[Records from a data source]
———

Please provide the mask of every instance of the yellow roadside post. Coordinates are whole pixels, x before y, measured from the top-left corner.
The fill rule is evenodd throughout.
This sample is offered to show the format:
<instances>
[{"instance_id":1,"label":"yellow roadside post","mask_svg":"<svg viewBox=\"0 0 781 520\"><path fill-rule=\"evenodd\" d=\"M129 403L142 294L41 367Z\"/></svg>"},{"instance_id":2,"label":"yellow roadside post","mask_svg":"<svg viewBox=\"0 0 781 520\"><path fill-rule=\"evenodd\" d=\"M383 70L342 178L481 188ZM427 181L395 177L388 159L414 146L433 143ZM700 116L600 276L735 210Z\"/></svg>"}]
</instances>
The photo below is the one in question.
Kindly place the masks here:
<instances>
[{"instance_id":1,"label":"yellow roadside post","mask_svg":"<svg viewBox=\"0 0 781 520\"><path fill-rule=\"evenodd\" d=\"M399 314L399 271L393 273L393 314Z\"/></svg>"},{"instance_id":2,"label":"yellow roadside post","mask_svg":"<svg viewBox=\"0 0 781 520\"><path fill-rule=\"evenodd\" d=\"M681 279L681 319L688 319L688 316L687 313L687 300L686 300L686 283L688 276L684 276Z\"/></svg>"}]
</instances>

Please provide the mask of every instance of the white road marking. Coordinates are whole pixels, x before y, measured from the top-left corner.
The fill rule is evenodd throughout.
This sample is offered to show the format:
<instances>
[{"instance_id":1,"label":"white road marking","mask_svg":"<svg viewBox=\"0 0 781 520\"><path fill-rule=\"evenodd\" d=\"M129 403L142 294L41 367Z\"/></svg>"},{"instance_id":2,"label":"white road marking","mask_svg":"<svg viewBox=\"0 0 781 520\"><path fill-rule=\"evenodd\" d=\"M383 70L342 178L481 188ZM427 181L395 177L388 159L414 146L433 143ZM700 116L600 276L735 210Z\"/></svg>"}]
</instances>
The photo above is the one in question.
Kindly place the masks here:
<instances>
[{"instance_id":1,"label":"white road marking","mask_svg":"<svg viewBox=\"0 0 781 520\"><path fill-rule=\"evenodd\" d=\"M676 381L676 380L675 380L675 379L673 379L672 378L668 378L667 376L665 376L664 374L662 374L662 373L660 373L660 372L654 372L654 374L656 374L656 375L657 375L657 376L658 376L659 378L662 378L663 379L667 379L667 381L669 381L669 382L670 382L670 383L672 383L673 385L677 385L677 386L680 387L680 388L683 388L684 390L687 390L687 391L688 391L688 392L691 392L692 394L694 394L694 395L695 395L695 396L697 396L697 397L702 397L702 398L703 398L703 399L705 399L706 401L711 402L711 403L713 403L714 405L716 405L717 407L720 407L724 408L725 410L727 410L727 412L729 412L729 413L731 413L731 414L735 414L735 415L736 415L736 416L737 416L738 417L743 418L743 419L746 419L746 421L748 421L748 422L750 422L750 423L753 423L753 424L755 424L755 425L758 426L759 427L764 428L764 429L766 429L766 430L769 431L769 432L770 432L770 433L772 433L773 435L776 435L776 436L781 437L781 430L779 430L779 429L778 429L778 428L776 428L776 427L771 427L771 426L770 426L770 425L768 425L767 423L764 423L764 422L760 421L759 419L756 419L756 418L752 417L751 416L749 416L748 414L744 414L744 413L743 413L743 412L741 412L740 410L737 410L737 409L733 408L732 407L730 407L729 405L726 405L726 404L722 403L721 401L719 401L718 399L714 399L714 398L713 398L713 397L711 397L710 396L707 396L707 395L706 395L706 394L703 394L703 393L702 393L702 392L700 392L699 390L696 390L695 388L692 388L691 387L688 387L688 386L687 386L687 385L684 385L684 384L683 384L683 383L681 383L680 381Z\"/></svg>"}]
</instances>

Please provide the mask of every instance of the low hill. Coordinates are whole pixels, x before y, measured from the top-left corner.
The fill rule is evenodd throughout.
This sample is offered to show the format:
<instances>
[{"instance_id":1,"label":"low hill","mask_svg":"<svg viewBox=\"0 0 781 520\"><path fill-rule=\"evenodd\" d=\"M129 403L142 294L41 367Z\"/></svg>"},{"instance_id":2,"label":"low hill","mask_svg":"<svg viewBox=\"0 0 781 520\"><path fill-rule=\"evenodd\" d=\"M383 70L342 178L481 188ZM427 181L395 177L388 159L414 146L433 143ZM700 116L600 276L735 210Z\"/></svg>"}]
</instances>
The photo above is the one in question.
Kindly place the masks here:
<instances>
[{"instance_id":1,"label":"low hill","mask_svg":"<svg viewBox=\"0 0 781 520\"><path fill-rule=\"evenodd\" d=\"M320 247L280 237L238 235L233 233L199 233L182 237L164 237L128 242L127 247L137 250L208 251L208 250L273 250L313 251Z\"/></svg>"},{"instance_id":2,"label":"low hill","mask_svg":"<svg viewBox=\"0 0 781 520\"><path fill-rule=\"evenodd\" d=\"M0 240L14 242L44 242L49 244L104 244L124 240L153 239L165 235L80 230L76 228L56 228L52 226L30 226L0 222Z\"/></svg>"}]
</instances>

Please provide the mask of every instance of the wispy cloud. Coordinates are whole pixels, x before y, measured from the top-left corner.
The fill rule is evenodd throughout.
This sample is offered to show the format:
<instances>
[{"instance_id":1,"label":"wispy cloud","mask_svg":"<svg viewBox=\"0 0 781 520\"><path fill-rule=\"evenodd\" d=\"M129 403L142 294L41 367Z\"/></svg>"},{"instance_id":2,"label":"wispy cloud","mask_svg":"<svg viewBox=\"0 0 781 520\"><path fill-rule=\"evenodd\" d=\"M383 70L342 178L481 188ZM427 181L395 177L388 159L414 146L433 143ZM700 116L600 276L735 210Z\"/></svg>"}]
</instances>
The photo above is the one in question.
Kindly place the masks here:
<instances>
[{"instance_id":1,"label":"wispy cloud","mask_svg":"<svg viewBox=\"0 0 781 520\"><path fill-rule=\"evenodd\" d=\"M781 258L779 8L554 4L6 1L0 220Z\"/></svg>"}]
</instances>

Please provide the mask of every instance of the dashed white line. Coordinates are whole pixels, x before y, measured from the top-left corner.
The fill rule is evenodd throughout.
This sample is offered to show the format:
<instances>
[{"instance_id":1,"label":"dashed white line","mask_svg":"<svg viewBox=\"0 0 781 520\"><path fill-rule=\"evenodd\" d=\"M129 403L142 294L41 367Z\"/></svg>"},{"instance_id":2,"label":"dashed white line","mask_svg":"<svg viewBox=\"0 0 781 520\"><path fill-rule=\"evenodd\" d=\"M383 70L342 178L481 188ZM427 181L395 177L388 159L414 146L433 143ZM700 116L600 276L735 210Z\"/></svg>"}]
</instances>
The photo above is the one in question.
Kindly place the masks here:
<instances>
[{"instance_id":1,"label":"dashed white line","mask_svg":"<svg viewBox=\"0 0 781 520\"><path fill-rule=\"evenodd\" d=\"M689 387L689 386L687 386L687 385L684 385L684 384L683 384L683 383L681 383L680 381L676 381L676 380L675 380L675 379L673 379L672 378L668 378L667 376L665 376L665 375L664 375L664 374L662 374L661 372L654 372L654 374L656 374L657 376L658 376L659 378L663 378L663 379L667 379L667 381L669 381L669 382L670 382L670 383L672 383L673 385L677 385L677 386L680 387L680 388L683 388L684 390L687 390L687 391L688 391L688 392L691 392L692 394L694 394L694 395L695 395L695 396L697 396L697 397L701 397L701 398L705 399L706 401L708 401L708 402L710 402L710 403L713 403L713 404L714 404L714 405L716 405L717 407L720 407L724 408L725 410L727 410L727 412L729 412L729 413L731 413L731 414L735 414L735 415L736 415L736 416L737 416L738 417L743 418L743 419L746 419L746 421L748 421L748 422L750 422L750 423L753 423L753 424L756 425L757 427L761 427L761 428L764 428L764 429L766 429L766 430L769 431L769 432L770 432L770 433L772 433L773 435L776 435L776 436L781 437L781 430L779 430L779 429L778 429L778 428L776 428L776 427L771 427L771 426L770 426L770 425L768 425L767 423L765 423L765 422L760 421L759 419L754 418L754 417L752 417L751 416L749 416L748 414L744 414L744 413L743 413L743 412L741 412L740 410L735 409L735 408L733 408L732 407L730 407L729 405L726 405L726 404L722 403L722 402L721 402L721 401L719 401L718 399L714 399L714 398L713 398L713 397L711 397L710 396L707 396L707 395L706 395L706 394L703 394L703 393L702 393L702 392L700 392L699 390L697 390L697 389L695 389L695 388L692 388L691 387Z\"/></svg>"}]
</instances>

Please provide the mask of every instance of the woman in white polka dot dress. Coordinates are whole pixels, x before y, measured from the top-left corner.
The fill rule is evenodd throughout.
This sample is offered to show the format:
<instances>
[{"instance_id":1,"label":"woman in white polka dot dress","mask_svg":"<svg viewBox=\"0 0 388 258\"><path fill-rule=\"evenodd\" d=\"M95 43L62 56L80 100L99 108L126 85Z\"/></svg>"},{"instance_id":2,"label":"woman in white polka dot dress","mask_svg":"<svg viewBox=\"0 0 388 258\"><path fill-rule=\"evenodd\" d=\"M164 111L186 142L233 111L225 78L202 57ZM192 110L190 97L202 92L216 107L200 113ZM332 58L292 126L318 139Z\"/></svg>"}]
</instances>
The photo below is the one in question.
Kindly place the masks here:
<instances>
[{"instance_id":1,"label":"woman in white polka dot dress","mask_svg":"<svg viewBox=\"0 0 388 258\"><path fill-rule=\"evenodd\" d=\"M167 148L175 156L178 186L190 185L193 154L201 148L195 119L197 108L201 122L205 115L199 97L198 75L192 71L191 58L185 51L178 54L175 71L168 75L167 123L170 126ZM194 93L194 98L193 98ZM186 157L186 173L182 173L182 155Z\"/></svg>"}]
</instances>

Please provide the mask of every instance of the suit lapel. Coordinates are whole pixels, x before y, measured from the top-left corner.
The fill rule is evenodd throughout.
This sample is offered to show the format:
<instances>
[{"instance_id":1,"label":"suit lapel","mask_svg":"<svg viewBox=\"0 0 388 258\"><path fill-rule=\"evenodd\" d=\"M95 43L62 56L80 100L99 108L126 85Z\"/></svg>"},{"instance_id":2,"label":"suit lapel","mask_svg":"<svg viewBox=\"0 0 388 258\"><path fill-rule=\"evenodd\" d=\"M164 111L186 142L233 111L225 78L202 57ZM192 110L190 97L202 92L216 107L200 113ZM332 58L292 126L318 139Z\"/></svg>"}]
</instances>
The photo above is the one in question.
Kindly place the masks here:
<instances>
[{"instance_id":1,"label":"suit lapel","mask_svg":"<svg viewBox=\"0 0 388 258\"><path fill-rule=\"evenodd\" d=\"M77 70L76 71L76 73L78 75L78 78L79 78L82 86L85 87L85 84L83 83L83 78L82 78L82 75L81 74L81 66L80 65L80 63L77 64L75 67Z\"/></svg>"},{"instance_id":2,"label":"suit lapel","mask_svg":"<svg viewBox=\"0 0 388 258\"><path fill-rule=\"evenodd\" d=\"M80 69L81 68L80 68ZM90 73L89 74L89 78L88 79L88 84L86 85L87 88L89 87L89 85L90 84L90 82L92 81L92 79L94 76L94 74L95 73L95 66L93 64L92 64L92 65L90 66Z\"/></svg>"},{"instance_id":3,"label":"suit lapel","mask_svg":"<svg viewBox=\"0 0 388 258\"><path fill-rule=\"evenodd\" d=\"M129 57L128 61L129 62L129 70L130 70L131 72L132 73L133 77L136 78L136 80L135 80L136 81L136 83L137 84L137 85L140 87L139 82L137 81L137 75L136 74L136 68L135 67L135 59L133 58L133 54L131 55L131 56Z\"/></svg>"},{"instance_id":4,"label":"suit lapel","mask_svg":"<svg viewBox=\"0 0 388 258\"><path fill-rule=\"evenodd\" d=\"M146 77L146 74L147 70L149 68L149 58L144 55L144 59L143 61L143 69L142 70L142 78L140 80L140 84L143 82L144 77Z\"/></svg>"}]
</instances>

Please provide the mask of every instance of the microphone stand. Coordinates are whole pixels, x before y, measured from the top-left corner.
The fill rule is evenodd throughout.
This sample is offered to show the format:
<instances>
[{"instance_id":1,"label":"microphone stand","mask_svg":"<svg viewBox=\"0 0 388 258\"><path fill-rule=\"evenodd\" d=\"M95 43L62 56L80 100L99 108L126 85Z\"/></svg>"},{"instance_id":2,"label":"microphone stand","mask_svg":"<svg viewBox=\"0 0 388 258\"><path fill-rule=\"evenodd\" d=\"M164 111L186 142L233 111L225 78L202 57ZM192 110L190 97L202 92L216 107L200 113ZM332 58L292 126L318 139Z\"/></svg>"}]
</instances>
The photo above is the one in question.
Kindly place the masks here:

———

**Requirements:**
Print exactly the lines above, starting at the line that contains "Please provide the mask of every instance of the microphone" and ending with the last line of the records, both included.

**Result for this task:**
Please provide the mask of every instance of the microphone stand. Coordinates are whole pixels, x before y, measured from the top-left corner.
The fill rule is evenodd throughout.
This sample is offered to show the format:
<instances>
[{"instance_id":1,"label":"microphone stand","mask_svg":"<svg viewBox=\"0 0 388 258\"><path fill-rule=\"evenodd\" d=\"M95 43L62 56L80 100L99 108L126 85Z\"/></svg>"},{"instance_id":2,"label":"microphone stand","mask_svg":"<svg viewBox=\"0 0 388 258\"><path fill-rule=\"evenodd\" d=\"M164 111L186 142L233 111L225 78L202 57ZM192 110L190 97L202 92L216 107L200 113ZM332 58L292 126L318 139Z\"/></svg>"}]
</instances>
The photo above is the one in question.
Kindly place the masks here:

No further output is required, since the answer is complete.